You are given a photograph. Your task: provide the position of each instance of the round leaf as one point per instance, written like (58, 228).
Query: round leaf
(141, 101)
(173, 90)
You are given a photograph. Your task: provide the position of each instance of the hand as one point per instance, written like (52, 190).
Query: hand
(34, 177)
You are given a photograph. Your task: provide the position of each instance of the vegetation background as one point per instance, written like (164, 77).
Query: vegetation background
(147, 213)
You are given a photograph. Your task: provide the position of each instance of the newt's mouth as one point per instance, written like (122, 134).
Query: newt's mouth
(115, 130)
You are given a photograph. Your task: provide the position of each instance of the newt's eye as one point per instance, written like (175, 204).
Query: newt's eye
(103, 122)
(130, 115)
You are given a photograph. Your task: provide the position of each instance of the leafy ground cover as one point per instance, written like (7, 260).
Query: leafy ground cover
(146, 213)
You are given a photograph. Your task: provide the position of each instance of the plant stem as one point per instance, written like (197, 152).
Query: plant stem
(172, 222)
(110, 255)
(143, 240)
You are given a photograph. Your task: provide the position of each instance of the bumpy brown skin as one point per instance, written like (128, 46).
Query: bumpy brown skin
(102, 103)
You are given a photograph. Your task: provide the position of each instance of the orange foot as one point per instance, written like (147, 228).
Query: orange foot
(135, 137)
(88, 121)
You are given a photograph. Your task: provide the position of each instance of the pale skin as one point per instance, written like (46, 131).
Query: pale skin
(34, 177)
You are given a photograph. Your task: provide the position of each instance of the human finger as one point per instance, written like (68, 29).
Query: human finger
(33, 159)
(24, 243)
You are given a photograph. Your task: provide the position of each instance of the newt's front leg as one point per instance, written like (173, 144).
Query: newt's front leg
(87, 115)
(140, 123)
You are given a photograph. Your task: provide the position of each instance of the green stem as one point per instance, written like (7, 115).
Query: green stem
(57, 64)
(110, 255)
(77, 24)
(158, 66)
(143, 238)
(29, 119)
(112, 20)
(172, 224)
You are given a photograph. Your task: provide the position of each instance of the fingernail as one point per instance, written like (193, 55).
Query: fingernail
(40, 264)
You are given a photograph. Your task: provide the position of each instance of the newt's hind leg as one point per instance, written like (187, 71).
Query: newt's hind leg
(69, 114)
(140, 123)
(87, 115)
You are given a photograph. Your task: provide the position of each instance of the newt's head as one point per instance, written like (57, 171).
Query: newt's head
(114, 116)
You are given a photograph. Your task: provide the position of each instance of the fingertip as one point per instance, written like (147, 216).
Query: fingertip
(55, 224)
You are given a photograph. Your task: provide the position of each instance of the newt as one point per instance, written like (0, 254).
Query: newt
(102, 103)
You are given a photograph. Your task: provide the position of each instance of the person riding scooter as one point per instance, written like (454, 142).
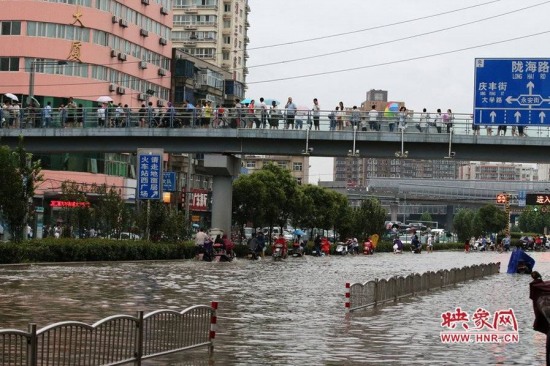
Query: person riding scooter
(281, 243)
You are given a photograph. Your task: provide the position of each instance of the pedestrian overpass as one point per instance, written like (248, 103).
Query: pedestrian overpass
(223, 146)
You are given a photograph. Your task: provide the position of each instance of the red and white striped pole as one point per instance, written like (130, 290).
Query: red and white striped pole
(348, 295)
(213, 321)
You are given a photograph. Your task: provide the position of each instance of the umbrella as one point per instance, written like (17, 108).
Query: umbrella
(302, 110)
(391, 109)
(34, 101)
(12, 96)
(270, 101)
(104, 99)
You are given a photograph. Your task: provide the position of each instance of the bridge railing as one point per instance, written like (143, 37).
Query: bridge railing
(115, 340)
(121, 117)
(380, 291)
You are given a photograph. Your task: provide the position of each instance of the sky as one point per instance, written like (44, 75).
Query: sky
(422, 52)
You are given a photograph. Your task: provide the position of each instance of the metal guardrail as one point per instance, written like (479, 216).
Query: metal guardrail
(115, 340)
(377, 292)
(124, 117)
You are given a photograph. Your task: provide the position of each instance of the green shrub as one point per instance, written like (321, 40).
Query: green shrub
(78, 250)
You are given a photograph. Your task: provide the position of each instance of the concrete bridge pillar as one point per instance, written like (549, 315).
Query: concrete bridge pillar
(223, 168)
(394, 207)
(449, 218)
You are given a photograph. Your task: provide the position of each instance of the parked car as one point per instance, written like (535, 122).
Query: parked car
(124, 236)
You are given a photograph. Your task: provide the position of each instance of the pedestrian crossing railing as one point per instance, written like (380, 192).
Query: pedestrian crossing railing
(116, 340)
(379, 291)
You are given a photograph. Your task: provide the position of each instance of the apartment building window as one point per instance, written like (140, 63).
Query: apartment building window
(9, 63)
(11, 28)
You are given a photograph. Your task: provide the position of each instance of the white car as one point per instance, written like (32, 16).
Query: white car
(288, 235)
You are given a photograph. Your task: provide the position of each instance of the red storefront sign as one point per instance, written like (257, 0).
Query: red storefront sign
(71, 204)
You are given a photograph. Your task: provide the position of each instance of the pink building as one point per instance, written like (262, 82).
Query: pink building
(120, 49)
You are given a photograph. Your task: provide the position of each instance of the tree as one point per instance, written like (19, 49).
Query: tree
(491, 219)
(18, 177)
(464, 224)
(269, 197)
(426, 217)
(112, 214)
(369, 218)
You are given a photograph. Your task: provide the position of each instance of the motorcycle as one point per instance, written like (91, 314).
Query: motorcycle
(220, 254)
(368, 248)
(296, 250)
(342, 248)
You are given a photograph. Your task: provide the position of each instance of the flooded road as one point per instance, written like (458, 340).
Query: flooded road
(289, 312)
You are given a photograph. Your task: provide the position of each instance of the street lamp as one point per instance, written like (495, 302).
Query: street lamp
(34, 63)
(308, 149)
(354, 152)
(402, 154)
(451, 153)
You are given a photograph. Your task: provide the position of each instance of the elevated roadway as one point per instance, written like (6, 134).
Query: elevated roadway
(372, 144)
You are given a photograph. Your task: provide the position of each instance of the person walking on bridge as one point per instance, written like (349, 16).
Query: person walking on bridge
(438, 121)
(290, 113)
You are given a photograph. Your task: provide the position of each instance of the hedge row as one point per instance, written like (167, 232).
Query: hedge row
(71, 250)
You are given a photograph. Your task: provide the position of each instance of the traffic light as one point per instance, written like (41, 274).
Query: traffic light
(502, 198)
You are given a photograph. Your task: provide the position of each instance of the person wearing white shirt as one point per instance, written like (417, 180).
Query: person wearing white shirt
(373, 119)
(263, 113)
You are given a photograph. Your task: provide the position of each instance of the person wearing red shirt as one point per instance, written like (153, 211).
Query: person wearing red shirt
(282, 242)
(325, 246)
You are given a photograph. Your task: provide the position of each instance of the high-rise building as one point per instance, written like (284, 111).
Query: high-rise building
(498, 171)
(86, 49)
(214, 30)
(298, 165)
(356, 171)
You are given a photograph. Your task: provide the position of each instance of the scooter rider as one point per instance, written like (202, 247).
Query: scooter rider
(282, 242)
(253, 246)
(261, 244)
(317, 245)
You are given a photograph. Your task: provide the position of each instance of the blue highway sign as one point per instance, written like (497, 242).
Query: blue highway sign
(169, 182)
(150, 175)
(512, 92)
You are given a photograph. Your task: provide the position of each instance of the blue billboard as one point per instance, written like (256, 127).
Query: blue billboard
(512, 91)
(150, 177)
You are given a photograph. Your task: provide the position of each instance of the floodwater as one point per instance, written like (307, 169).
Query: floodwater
(286, 313)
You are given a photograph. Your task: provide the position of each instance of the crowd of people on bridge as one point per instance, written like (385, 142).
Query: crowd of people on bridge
(251, 114)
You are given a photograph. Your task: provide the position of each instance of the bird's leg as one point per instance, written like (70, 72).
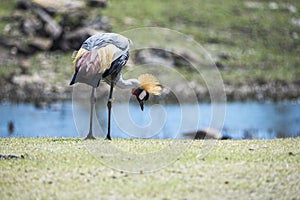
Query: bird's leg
(109, 102)
(93, 100)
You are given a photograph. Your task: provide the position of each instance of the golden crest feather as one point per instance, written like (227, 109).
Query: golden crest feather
(150, 84)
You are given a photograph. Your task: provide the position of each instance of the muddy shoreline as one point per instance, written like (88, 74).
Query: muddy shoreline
(272, 91)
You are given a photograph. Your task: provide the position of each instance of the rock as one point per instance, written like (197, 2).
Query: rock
(60, 6)
(207, 134)
(51, 26)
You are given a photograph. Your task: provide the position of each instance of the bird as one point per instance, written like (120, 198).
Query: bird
(102, 57)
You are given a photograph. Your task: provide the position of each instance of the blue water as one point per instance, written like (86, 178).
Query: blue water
(251, 120)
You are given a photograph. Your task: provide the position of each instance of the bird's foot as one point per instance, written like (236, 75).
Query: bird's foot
(90, 137)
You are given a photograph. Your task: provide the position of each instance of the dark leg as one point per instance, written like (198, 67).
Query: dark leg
(109, 110)
(93, 100)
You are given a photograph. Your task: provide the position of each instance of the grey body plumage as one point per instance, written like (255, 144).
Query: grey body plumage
(102, 57)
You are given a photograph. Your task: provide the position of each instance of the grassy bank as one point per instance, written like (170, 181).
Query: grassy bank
(64, 169)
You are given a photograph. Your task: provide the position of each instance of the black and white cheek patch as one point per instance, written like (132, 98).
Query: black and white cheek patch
(142, 95)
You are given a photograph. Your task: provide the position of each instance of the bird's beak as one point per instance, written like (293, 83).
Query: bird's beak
(142, 105)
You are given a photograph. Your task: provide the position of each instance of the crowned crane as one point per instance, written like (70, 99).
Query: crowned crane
(102, 57)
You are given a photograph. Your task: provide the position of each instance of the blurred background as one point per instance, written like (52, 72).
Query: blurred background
(254, 44)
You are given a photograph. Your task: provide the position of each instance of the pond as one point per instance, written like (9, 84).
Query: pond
(243, 120)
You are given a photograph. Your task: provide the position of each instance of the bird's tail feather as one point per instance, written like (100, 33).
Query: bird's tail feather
(150, 84)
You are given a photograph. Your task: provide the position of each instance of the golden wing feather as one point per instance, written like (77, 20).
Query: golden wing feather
(150, 84)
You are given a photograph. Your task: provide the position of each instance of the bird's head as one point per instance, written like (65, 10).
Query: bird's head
(148, 85)
(141, 95)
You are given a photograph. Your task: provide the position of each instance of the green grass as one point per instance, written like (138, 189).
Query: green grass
(64, 169)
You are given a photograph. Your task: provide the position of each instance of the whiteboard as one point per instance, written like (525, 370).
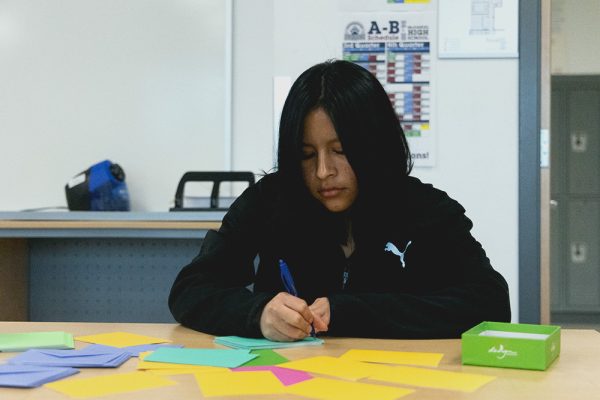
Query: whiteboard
(140, 82)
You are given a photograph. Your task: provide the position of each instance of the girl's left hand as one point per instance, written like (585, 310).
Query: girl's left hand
(322, 313)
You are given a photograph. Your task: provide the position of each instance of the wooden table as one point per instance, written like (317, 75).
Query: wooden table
(574, 375)
(18, 229)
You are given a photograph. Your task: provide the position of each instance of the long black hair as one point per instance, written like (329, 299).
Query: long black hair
(365, 122)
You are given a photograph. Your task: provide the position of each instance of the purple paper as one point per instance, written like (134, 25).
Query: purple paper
(285, 375)
(26, 376)
(136, 350)
(94, 356)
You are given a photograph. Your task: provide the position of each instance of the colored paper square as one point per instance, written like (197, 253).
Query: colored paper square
(120, 339)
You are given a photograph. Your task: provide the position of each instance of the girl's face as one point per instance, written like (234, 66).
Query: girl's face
(326, 170)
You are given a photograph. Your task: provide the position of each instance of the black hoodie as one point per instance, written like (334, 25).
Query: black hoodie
(420, 274)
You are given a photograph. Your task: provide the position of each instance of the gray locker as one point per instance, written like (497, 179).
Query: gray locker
(575, 190)
(583, 274)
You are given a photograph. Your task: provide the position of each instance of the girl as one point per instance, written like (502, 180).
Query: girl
(372, 251)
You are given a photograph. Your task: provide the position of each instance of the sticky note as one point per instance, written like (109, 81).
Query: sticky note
(394, 357)
(285, 376)
(239, 383)
(347, 369)
(109, 384)
(238, 342)
(265, 357)
(163, 368)
(432, 378)
(35, 340)
(120, 339)
(23, 376)
(210, 357)
(331, 389)
(93, 356)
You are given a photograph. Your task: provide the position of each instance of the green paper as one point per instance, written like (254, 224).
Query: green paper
(265, 357)
(238, 342)
(36, 340)
(209, 357)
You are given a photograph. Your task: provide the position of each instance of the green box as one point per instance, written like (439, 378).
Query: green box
(507, 345)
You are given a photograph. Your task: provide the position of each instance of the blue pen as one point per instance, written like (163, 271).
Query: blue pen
(288, 282)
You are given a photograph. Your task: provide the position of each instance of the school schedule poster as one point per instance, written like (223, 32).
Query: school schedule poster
(396, 48)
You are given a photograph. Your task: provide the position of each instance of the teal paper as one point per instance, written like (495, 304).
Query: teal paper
(209, 357)
(238, 342)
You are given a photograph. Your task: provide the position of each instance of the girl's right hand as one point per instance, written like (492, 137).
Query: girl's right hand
(287, 318)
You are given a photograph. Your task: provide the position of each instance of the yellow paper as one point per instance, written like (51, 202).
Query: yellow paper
(433, 378)
(172, 367)
(347, 369)
(331, 389)
(120, 339)
(394, 357)
(239, 383)
(109, 384)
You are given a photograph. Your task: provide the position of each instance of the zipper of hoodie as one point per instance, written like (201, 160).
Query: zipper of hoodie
(346, 275)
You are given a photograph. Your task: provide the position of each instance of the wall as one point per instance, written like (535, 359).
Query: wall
(575, 45)
(477, 112)
(139, 82)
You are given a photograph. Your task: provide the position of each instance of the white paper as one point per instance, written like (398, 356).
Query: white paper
(515, 335)
(478, 28)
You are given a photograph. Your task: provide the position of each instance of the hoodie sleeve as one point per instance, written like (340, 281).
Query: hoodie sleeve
(212, 293)
(455, 286)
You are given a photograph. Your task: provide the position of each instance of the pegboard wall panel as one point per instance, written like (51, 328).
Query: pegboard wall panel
(105, 280)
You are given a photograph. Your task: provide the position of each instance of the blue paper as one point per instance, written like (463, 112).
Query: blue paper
(94, 356)
(26, 376)
(136, 350)
(210, 357)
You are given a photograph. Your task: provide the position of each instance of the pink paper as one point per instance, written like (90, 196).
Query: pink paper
(285, 375)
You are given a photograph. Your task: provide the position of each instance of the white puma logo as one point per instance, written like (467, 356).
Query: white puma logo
(389, 246)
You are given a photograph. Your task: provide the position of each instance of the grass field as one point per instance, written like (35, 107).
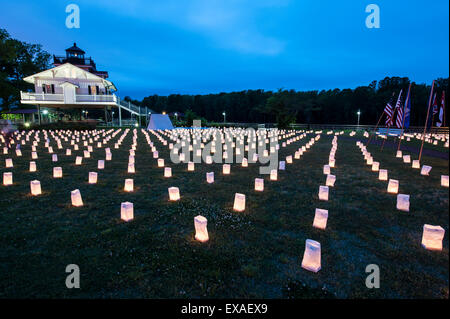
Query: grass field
(253, 254)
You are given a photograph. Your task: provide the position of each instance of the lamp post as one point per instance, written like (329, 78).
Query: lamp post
(45, 112)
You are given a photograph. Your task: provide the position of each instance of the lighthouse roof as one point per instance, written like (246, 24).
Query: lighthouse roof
(75, 49)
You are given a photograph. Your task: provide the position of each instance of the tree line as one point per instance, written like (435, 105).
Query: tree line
(338, 106)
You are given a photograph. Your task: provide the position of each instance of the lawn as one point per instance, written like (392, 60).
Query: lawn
(252, 254)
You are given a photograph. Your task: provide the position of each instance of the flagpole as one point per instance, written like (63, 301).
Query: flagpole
(404, 115)
(376, 126)
(443, 109)
(392, 120)
(426, 120)
(387, 136)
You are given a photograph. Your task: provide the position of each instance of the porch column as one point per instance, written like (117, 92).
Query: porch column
(39, 114)
(140, 117)
(120, 116)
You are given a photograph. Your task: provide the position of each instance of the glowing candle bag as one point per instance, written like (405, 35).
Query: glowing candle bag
(129, 185)
(320, 218)
(93, 177)
(444, 180)
(432, 237)
(35, 187)
(382, 174)
(259, 184)
(174, 194)
(425, 170)
(201, 231)
(312, 256)
(393, 186)
(323, 192)
(403, 202)
(273, 175)
(75, 195)
(7, 178)
(226, 169)
(9, 163)
(210, 177)
(126, 211)
(57, 172)
(331, 179)
(239, 202)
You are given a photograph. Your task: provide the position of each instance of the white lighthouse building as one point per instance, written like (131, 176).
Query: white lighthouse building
(75, 83)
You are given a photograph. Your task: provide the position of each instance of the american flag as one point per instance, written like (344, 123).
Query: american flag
(399, 108)
(441, 110)
(435, 108)
(389, 110)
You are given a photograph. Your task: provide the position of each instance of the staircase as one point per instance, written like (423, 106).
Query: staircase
(134, 110)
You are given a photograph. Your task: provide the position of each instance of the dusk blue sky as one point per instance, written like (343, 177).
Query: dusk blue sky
(208, 46)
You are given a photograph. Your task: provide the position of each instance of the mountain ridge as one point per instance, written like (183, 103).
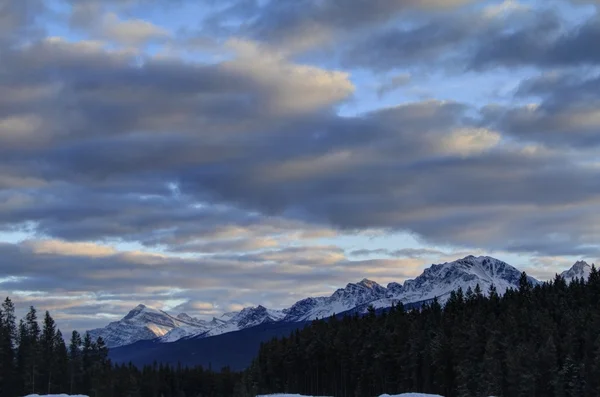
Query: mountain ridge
(436, 281)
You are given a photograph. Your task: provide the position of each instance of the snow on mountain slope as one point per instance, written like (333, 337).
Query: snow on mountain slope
(579, 270)
(141, 323)
(342, 300)
(439, 280)
(246, 318)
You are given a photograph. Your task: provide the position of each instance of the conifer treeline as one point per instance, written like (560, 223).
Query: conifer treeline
(535, 341)
(36, 360)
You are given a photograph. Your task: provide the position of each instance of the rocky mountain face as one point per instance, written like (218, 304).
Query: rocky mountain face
(141, 323)
(437, 281)
(579, 270)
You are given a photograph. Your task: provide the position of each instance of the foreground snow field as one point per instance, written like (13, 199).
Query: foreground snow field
(383, 395)
(54, 395)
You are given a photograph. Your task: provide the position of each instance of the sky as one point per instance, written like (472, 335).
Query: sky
(203, 156)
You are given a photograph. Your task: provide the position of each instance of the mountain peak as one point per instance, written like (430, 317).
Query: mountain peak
(580, 265)
(365, 282)
(580, 269)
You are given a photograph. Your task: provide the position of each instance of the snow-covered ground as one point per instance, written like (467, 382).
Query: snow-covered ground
(54, 395)
(383, 395)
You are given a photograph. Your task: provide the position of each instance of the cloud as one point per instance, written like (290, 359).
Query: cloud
(397, 81)
(130, 32)
(65, 248)
(298, 26)
(238, 175)
(565, 114)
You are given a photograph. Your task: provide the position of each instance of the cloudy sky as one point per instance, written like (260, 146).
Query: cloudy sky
(206, 155)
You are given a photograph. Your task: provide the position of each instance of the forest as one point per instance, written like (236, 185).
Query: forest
(538, 340)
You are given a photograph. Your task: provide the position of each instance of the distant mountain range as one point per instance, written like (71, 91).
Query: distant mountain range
(144, 323)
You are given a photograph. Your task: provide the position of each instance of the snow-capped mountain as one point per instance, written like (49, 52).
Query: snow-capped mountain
(246, 318)
(141, 323)
(342, 300)
(579, 270)
(437, 281)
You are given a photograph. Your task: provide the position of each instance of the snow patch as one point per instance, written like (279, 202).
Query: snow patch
(55, 395)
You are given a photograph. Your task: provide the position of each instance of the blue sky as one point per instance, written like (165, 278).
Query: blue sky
(325, 144)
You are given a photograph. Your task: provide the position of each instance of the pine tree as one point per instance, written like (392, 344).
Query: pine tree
(8, 334)
(32, 353)
(61, 364)
(75, 363)
(47, 344)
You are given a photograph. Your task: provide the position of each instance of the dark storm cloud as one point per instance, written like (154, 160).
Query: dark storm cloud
(92, 140)
(566, 116)
(480, 40)
(306, 24)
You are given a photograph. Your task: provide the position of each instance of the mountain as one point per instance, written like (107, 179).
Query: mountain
(579, 270)
(342, 300)
(233, 349)
(437, 281)
(141, 323)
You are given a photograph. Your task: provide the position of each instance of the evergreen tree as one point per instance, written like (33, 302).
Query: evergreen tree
(48, 356)
(31, 337)
(75, 363)
(8, 334)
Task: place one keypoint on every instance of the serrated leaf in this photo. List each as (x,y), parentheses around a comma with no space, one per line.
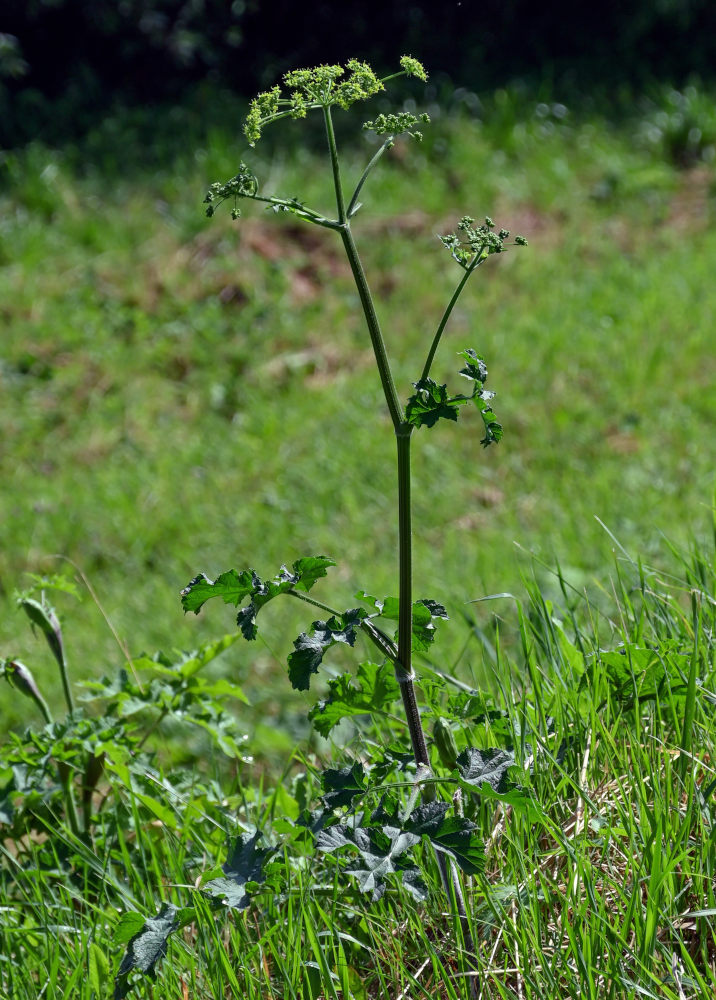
(149,944)
(244,864)
(475,368)
(234,587)
(424,611)
(309,569)
(430,403)
(493,429)
(342,785)
(309,647)
(379,852)
(486,771)
(454,835)
(374,688)
(414,884)
(129,924)
(477,767)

☆ ☆ ☆

Work instructions |
Taking the entries above, write out exactly each line from the one holding "Query: green box" to the one holding "like (51, 202).", both included, and stop there.

Output of the task |
Query: green box
(507, 345)
You are given a photograph. Your task: provide the position of each instance of the blue pen as one point per instance, written like (163, 271).
Query: blue pen
(288, 282)
You are given a photograph. Your task: provide the position of each instance of the school schedule poster as one point per instance, written like (223, 32).
Query: school schedule poster
(396, 48)
You are given a photograph. Your task: provide the position of each instance of the teal paper as one point per instance, written like (495, 304).
Query: teal paper
(209, 357)
(238, 342)
You are given a photograph. Your task: provide the position of each instance of the girl's right hand as one point per instance, written like (492, 137).
Query: girl's right hand
(287, 318)
You are given a photograph. Your task: provide the position of each instance of the yellow paper as one point per instance, written like (51, 202).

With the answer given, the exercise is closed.